SET EXERCISE: Locate each line in the material below that contains the word "tennis" and copy those lines in full.

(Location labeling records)
::::::::

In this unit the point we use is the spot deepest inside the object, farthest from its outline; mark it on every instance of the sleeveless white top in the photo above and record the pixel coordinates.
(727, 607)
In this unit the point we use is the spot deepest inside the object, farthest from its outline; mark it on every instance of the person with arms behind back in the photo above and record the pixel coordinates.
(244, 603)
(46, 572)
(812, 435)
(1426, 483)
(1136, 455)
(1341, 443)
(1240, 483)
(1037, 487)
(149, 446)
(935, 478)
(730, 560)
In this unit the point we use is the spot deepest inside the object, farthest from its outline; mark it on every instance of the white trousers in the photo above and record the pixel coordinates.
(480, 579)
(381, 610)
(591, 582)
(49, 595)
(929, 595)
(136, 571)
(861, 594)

::::::::

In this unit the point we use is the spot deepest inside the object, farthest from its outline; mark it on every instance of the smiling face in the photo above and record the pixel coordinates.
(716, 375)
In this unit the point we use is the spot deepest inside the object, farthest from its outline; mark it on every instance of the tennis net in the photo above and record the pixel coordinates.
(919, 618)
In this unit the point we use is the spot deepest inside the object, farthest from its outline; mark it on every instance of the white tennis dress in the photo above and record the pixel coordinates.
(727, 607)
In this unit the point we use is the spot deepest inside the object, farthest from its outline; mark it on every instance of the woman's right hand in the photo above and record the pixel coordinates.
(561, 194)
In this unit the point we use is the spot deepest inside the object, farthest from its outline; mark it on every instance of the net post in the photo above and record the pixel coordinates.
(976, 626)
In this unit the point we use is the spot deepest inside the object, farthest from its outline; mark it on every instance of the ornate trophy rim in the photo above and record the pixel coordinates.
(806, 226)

::::::::

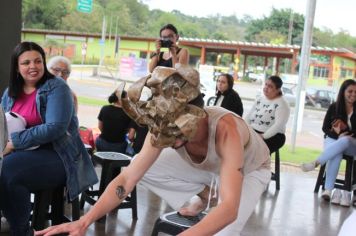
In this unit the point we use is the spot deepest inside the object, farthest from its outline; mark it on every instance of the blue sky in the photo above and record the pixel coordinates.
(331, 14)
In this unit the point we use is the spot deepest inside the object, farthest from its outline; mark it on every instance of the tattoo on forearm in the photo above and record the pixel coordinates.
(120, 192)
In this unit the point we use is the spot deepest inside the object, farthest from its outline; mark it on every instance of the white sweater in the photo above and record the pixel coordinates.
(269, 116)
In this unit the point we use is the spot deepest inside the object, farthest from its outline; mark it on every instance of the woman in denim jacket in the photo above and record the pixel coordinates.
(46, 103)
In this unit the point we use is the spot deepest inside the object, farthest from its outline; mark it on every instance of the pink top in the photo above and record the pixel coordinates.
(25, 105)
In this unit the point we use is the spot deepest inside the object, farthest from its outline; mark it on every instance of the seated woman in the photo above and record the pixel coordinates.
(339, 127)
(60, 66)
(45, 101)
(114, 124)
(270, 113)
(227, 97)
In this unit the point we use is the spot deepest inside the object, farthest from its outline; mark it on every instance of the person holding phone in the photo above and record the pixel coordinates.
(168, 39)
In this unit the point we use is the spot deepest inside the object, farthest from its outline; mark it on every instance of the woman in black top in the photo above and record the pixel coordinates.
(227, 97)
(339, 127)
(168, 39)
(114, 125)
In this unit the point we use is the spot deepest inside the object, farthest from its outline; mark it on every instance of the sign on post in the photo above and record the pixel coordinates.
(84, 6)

::::::::

CORRECT RESPONSE:
In this unit the point we use is the spot deepest inside the object, farthest from its outline; mark it on every instance of the tennis net in the photo above and record the pixel coordinates.
In this unit the point we use is the spot deepest inside the object, farthest from its outline; mark it on every instance of the white tennis dress in the photo above and record the pixel coordinates.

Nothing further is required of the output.